Задания:
a. Опираясь на отрывок о значении креста, объясните, почему в нем утверждается, что абсолютный свет все же существует, хотя сын Божий умер в этом мире.
b. Напишите продолжение отрывка о значении креста, начав сразу после его последнего предложения.

Текст для чтения:
┌──

Можно отвергать миф о замещающем покаянии, можно этого не делать — в любом случае, как было показано, относительно него все ясно. Но каково может быть значение креста в эсхатологической вере, если она лишает крест этого мифа? Крест явно означает, что человек благодаря смерти сына Божьего познает радикальную удаленность Бога и вместе с тем греховность мира, чтобы уйти от греха и повернуться к Богу. В этом смысле крест постоянно призывает человека к решению. Если сын Божий умер в этом мире, тогда этот мир — воплощение абсолютного мрака; но поскольку тот, кто умер, — это сын Божий, абсолютный свет все же существует, пусть даже как нечто вполне трансцендентное.

└──

Набор строк:
┌──

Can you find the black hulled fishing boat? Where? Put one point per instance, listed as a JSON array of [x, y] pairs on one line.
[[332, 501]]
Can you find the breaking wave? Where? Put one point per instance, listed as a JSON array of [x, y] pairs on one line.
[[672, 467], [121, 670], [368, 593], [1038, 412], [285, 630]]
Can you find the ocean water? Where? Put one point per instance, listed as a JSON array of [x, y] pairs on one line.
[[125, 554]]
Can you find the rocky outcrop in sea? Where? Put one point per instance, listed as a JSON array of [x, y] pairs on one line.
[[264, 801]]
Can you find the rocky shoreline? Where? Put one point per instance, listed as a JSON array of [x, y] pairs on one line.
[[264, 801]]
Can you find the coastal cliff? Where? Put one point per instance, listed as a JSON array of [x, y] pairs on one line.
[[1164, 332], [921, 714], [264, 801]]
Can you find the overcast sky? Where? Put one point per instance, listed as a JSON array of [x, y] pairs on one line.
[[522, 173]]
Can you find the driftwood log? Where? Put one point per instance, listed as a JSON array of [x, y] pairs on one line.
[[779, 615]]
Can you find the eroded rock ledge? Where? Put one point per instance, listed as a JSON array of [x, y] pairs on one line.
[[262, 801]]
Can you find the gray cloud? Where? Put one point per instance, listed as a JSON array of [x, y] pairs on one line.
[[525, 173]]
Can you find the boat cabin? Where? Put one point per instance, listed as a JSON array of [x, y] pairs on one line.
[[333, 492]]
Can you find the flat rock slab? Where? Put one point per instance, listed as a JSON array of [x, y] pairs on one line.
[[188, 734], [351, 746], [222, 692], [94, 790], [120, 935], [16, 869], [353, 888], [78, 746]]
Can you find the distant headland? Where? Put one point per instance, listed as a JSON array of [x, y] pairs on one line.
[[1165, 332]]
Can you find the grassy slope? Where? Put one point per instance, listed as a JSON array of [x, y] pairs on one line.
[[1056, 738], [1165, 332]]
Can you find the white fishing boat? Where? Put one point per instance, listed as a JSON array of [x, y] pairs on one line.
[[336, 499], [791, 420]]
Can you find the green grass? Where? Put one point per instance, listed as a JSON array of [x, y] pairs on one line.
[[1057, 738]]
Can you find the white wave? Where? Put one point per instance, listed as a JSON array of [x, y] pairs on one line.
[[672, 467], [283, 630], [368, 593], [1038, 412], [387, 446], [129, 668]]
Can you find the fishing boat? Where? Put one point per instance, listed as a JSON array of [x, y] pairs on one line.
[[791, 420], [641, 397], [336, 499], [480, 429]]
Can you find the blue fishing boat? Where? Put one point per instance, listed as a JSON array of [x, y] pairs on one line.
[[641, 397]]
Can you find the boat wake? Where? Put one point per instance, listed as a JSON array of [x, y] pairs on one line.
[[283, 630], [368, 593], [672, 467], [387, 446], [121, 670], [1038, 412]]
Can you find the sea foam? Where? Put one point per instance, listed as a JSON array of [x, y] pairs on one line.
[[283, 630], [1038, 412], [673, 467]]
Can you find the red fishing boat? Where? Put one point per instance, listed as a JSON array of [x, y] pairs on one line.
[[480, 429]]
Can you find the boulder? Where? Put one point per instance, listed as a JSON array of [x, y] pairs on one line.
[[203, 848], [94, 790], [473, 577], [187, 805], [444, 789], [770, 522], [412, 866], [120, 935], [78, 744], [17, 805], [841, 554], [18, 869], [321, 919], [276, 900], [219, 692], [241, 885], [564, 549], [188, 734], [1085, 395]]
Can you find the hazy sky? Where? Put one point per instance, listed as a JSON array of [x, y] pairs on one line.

└──

Список ответов:
a. Потому что умерший — это сын Божий. Его смерть делает мир воплощением абсолютного мрака, но то, что умер именно сын Божий, означает, что абсолютный свет существует, пусть даже как нечто вполне трансцендентное.

b.
Это толкование, конечно, предполагает опять миф о Христе, в предшествующей главе была доказана его неизбежность для христианской веры. Христос должен действительно быть сыном Божьим, если эта вера имеет какой-то смысл. Однако и это не все; Еще важнее то, что Бультману не удалось до конца интерпретировать несомненную связь между Адамом и Христом, установленную между ними в Священном писании. Я еще раз процитирую Послание к Римлянам (5:19): "Ибо, как непослушанием одного человека сделались многие грешными, так и послушанием одного сделаются праведными многие". Это не допускает никакой другой интерпретации, кроме как мифической, и отчетливо противостоит интерпретации Бультмана, который как раз хочет разрушить тесную связь Адама и Христа. В данном случае не может быть и речи о том, что миф есть только исторически обусловленная оболочка, в которую упакована эсхатологическая вера. Кто, подобно Бультману, откровенно апеллирует исключительно к слову Божьему, к Благовестию, тот, конечно, тоже имеет право на свободу интерпретации, но не до такой степени, чтобы полностью противоречить ему.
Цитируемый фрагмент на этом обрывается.